- [REQUIREMENTS]: Copy out the items below word for word, starting with the line that contains "the butterfly body" and going on through the last line of the items.

________

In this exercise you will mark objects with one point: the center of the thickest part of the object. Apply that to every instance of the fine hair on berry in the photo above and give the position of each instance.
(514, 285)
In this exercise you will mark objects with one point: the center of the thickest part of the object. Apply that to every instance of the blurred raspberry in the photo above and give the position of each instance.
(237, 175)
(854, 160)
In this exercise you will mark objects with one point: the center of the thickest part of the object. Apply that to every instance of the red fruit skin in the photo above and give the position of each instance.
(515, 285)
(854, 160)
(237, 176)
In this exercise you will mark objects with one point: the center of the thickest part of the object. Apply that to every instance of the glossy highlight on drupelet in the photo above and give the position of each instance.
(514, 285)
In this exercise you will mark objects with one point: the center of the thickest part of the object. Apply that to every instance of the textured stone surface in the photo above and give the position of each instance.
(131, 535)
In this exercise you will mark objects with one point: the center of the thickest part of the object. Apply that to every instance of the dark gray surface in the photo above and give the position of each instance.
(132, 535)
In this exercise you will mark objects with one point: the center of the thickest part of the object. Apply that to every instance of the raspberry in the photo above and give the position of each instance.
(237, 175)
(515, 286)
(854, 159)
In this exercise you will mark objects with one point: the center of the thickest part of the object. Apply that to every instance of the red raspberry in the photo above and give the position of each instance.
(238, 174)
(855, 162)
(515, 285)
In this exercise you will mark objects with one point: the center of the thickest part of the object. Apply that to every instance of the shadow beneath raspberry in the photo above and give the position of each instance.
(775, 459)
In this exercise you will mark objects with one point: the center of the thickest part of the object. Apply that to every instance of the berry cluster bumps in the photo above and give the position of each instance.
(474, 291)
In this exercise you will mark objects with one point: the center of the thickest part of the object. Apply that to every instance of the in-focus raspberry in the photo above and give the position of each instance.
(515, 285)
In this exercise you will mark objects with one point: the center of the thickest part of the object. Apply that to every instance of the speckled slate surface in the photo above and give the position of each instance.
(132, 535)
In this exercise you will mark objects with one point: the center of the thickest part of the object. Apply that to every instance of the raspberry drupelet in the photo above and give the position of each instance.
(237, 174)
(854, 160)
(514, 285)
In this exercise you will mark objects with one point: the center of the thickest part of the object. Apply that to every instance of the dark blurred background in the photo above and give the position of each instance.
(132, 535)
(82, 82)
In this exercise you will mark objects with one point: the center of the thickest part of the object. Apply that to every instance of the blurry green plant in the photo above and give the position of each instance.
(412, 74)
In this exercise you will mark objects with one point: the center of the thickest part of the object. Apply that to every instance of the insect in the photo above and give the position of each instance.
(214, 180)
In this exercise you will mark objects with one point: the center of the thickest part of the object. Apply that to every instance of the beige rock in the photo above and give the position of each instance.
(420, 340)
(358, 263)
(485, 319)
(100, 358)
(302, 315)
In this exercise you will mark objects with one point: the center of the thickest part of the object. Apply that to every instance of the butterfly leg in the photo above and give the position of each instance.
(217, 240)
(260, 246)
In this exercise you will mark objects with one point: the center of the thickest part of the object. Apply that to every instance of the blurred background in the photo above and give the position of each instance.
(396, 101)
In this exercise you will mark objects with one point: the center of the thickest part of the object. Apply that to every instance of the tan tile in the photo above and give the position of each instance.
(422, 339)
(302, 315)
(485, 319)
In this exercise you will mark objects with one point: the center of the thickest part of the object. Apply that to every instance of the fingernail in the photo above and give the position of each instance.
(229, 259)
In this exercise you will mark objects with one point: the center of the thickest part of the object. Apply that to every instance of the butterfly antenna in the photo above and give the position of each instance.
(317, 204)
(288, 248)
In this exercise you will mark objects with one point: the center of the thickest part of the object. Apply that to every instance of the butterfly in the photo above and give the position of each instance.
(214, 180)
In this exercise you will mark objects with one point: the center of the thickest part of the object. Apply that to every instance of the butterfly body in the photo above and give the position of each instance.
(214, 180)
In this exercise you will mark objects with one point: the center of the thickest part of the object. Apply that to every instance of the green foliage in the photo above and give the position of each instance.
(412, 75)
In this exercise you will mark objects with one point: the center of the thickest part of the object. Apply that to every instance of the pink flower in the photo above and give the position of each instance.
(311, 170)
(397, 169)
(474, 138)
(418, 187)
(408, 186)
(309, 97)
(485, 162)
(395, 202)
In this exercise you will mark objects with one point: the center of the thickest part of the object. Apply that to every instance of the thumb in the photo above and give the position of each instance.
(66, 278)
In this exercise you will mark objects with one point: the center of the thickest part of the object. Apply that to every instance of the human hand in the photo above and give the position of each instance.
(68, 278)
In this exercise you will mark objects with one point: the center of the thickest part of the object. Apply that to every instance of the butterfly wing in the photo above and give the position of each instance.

________

- [PROBLEM SOLUTION]:
In this exercise you will mark objects with one point: the center of the thickest part of the object. Apply that to every instance of the butterfly body in the photo above and give the position of each instance.
(214, 180)
In this exercise you will mark objects with one point: the center of the thickest part of the object. Apply that to every instance of the green foliage in the photo above and give the position of each instance.
(412, 75)
In this exercise you will mark objects with one point: the center of the thickest part of the object. Apply that to every instance of the pink flower in the photo above and give the position of each instance.
(311, 170)
(397, 169)
(474, 138)
(418, 187)
(408, 186)
(309, 97)
(485, 162)
(395, 202)
In this exercise you will mark objects with one point: the center of the thickest part of the object. Apply that to every instance of the thumb in the photo above and give the position of each instance.
(66, 278)
In this exercise you will mark objects with one point: the center of the thickest part of the object. Apply that to every instance of the human hand in the photo above and give the position of each instance.
(68, 278)
In this exercise you will mark objects with one point: the center of the thickest part of the object. Apply that to every instance of the butterfly wing in the photo above and give the position of each instance.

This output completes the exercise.